### Extracted material ###
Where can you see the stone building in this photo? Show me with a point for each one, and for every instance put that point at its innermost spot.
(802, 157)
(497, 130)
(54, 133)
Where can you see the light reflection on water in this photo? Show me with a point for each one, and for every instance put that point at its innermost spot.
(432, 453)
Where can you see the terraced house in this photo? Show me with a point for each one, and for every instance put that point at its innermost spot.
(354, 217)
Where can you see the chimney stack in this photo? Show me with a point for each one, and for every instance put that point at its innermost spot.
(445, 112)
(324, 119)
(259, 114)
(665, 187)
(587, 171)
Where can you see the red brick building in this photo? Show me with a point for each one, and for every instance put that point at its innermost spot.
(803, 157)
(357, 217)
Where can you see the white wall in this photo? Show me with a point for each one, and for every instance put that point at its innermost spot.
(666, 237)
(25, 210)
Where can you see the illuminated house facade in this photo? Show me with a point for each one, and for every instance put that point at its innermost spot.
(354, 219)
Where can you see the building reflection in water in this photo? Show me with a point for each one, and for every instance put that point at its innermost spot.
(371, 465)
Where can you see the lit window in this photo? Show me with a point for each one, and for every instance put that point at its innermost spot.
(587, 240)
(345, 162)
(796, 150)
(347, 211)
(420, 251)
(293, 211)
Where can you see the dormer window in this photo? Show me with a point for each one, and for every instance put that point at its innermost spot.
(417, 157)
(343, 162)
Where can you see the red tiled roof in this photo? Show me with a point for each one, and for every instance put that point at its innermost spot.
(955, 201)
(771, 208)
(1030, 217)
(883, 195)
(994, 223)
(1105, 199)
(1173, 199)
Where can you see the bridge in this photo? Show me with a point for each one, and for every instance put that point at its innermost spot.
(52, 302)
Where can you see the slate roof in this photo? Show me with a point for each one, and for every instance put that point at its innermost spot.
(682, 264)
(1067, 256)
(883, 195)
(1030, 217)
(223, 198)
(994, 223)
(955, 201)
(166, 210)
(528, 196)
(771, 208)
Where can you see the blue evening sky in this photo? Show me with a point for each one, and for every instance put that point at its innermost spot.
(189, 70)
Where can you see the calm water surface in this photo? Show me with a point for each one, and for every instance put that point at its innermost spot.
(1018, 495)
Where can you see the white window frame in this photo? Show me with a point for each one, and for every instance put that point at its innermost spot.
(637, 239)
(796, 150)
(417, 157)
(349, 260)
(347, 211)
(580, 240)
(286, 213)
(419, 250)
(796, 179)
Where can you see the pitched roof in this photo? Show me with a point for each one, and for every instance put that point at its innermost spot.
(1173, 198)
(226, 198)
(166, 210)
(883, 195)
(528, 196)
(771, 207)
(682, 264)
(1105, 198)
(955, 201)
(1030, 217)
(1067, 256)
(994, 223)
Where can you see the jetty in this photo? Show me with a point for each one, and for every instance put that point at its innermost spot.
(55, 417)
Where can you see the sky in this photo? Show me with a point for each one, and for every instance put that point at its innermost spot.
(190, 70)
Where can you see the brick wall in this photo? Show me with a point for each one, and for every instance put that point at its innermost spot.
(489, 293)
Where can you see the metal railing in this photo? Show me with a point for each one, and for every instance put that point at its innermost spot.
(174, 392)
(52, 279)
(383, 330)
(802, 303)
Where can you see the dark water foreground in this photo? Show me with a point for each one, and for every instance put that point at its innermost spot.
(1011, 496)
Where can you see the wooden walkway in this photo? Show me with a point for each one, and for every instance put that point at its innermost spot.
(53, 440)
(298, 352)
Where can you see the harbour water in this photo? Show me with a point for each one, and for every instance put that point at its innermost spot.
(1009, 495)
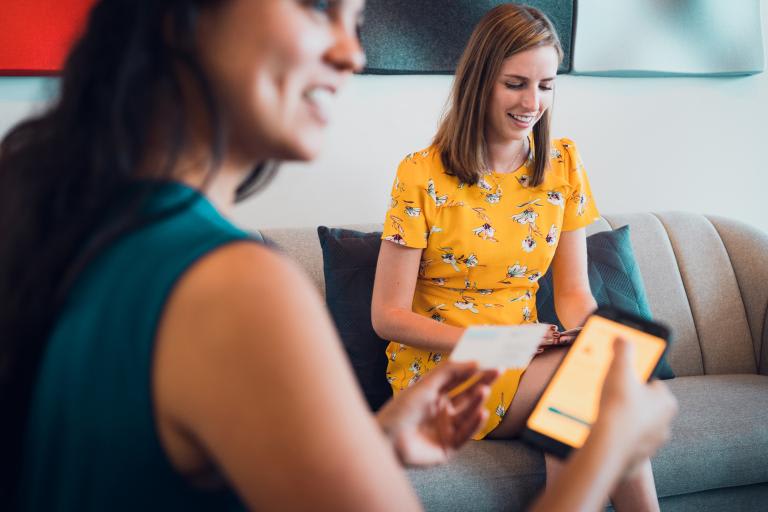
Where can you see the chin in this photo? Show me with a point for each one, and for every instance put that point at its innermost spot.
(303, 150)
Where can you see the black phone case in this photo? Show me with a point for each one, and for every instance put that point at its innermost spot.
(560, 449)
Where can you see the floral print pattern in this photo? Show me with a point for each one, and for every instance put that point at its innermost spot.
(485, 247)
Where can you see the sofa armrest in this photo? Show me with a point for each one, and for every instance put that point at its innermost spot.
(747, 248)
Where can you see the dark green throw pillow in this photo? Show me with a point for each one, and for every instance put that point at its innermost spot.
(614, 278)
(349, 266)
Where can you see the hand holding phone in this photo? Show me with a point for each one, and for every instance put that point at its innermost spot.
(640, 413)
(563, 416)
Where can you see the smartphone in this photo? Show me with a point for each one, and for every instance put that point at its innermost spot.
(563, 416)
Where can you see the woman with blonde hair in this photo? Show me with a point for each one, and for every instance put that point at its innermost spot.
(479, 216)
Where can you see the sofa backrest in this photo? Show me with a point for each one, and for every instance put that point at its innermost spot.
(695, 271)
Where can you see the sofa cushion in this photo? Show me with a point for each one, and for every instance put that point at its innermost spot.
(349, 265)
(719, 437)
(614, 278)
(719, 440)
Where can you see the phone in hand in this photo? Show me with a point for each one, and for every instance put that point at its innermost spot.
(562, 418)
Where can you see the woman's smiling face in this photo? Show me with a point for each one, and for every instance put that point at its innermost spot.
(521, 94)
(276, 66)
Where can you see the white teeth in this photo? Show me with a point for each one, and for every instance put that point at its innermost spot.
(522, 118)
(322, 98)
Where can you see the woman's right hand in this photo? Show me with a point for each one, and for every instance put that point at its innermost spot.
(639, 413)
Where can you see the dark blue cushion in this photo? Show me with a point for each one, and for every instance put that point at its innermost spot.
(614, 278)
(349, 265)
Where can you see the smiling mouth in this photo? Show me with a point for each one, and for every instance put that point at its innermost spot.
(320, 100)
(522, 118)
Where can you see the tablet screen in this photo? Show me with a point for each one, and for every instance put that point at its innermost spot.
(570, 403)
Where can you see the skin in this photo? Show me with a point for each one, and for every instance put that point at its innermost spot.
(632, 414)
(524, 86)
(243, 392)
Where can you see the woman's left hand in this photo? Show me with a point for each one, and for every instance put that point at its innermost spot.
(426, 423)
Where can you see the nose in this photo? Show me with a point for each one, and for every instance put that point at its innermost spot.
(346, 53)
(531, 99)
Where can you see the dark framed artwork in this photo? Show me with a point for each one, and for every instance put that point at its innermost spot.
(35, 35)
(428, 36)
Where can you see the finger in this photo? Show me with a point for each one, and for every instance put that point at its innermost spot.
(445, 426)
(469, 424)
(470, 398)
(450, 374)
(480, 381)
(622, 350)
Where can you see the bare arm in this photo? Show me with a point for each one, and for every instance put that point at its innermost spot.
(573, 298)
(249, 370)
(396, 274)
(633, 423)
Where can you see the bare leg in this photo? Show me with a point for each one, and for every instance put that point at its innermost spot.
(637, 492)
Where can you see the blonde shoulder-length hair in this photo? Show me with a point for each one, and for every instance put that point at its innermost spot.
(504, 31)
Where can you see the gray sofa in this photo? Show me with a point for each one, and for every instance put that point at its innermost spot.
(707, 277)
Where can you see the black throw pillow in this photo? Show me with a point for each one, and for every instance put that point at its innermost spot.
(349, 266)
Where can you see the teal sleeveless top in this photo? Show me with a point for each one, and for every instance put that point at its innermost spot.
(91, 442)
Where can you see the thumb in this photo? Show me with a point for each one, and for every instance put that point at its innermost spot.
(450, 374)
###
# What to do
Copy the records exactly; no image should appear in the result.

# Answer for this exercise
Where can you see the stone building in this photo? Show me with a point for each one, and for every instance put that point at its innermost spot.
(802, 157)
(497, 130)
(54, 133)
Where can you see the light reflection on water in this photo? Show me with a point for each one, and for every instance put that point at its innermost spot.
(432, 453)
Where can you see the terraced house in this photo? Show me with a point for each one, and for every instance put that point at its innermost spot.
(354, 217)
Where can you see the chimney stack in this photo? Show me with a point for each one, and for every instance put that point at its innermost spot.
(445, 112)
(324, 119)
(259, 114)
(665, 187)
(587, 171)
Where can you see the red brick building in this photo? Show me with a point for each one, and for every instance put that point at its innermost spot.
(803, 157)
(357, 217)
Where can you see the white wall in this photo? Show me with a point for each one, and for every instance put that point at its innermost spot.
(666, 237)
(25, 210)
Where can you see the illuminated house facade in this photo? Show me with a point for each one, and for every instance put that point at its innermost spot.
(354, 219)
Where can you see the building reflection in water in this photo? Show me with a point for each one, and for every instance put that point at its innermost spot.
(371, 465)
Where can you see the lit window in this photo? Show me with a point for each one, and for every instance put that point at its innermost spot.
(587, 240)
(345, 162)
(796, 150)
(347, 211)
(420, 251)
(293, 211)
Where can you see the dormer window in this photo? Show me with a point for each one, and for every instance put that point at its innermost spot.
(417, 157)
(343, 162)
Where can you see the red tiled roof in this photo? Show me with a point for each one, and for every instance put that point at its innermost spot.
(955, 201)
(771, 208)
(1030, 217)
(883, 195)
(994, 223)
(1105, 199)
(1173, 199)
Where can you see the bridge in this photo? Show me with a point for each one, and for every instance put that point at its innermost spot.
(52, 302)
Where can you see the slate roof in this photo? Show me with a point for each one, and for every instance put that point at its innermost spot.
(682, 264)
(1067, 256)
(883, 195)
(1030, 217)
(223, 198)
(994, 223)
(955, 201)
(166, 210)
(528, 196)
(771, 208)
Where can you see the blue evening sky in this photo? Show me with a point for each one, and for every instance put that point at its innermost spot.
(189, 70)
Where can you see the calm water surface in this photo? Show me with a point for each one, and for every instance put that point at its innermost spot.
(1018, 495)
Where can you see the white window frame in this photo? Show me with a point for each one, and for every instance put that point at its innermost spot.
(637, 239)
(796, 150)
(417, 157)
(349, 260)
(347, 211)
(580, 240)
(286, 213)
(419, 250)
(796, 179)
Where can you see the pitched roof in this photo? Show me with a point for each one, and for every instance put that point at its innermost spot.
(1173, 198)
(226, 198)
(166, 210)
(883, 195)
(528, 196)
(771, 207)
(682, 264)
(1105, 198)
(955, 201)
(1030, 217)
(1067, 256)
(994, 223)
Where can you see the jetty in this photo? Show me with a point for each one, and for every instance put that point at its innermost spot.
(55, 417)
Where can you see the sky in this photo? Show me with a point for each one, and for every instance put that point at its innermost spot.
(190, 70)
Where can you see the brick wall in this photo? Show me with a point for each one, and for every instance put that point at its innermost spot.
(489, 293)
Where can you see the metal railing in this photo? Show me with a point for each one, and for every instance put that point at its innermost spot.
(174, 392)
(52, 279)
(383, 330)
(802, 303)
Where can you see the dark water foreground in this photo? Show me with a point for each one, and for every instance put that point at its innermost spot.
(1011, 496)
Where can you see the wooden walkway in this photo? Show me with a point for each one, and for every instance put that point at its innermost spot.
(53, 440)
(298, 352)
Where can you see the harbour water in this photo? Show me with a point for each one, and for every instance put that point at its innermost spot.
(1009, 495)
Where can you see the chin in this photo? Show me with a point for each one, and for every instance put that point at its innermost spot.
(303, 150)
Where can you see the black phone case in this photo? Show me with a point for each one, and for every instance put that point at its innermost spot.
(560, 449)
Where can you see the floral print pattern in this photo? Show me with a point for each one, and for every instance put that point at its innermost spot.
(485, 247)
Where can you see the sofa armrest in this photo? Show me with a point for each one, and for every instance put that point at its innermost spot.
(747, 248)
Where can you see the dark green throw pillow in this photo? Show me with a point for each one, and for every instance put that point at its innermost spot.
(614, 278)
(349, 266)
Where can you see the hand holding phone in this photo? Show me with a point for each one, and for every instance put that point at its innermost spot.
(640, 413)
(563, 416)
Where can you see the smartphone in this photo? Show me with a point for each one, and for every instance put that point at its innermost spot.
(563, 416)
Where can you see the woman with blonde hair in this photo? Show me with a point for each one, and for every instance put that point at its innermost spot.
(479, 216)
Where can you see the sofa backrest in this photo? Show me with a point for each one, and for every instance put that point at its innermost spot.
(695, 271)
Where can you see the sofa cushion in this photo? Show me with a point for each one, and for every instance put that point at its innermost spot.
(349, 265)
(719, 437)
(614, 278)
(719, 440)
Where can you see the phone in hand in this photo? Show me with a point for each one, and for every instance put that point at its innermost spot.
(562, 418)
Where can you see the woman's smiling face in this photo? Show me with a point for each one, and for every instance put that point at its innermost spot.
(521, 94)
(276, 66)
Where can you see the white teeth in this photo? Show me with a point for each one, and for every instance put that point at its innermost spot.
(522, 118)
(322, 98)
Where can you see the woman's right hand in this photo? Show me with a point for each one, and for every instance put that point at its innermost spot.
(639, 413)
Where can you see the dark blue cushion in this photo? Show me with a point for each one, and for every instance put that point at its innermost spot.
(614, 278)
(349, 265)
Where can you see the smiling mouth in this photo? Show me with a point for each one, and for every instance put that point at its innermost spot.
(320, 100)
(522, 118)
Where can you see the tablet screen in this photo? Show me with a point for each one, and for every instance put that point at its innermost spot.
(570, 403)
Where can you see the skin in this photo? Show me with a point for each one, and for every instance put that point at its innermost spot.
(632, 414)
(524, 86)
(243, 392)
Where can you see the woman's left hand in this photo? Show me with a point for each one, and for every instance put that point at its innermost spot.
(426, 423)
Where can you see the nose in this photo? Show me with a point for each one, and for every instance put that point at its innermost spot.
(346, 53)
(531, 99)
Where can you see the dark framed artwork in this photo? Show me with a point for each one, and for every instance put that point at its innermost spot.
(35, 35)
(428, 36)
Where can you see the finger in this photo? Show me with a point for each one, and for every instance put that point at its innermost spot.
(445, 426)
(469, 424)
(470, 398)
(450, 374)
(480, 381)
(622, 350)
Where can you see the bare arm in this photo? Show me with a point for each one, and for every instance put that point at its innermost spot.
(573, 298)
(249, 370)
(396, 274)
(633, 423)
Where can you see the bare leg in this photo? Show me with a point for each one, and for every instance put that point at its innermost spot.
(637, 492)
Where can you see the blonde shoulder-length hair in this photo? Show me with a point for each one, and for every instance put that point at its innermost spot.
(504, 31)
Where can you see the gray sofa in this photo? Show me with a point for each one, and for every instance put that point at its innermost spot.
(707, 277)
Where can you see the black throw pillow in this photo? Show me with a point for each one, and for every instance put that point at its innermost spot.
(349, 266)
Where can you see the teal sleeveless top in this photo? Show me with a point for each one, and for every instance put that point at its innermost spot.
(91, 442)
Where can you see the thumb in this photo? Show me with a point for each one, and for every instance put that point at its innermost spot.
(450, 374)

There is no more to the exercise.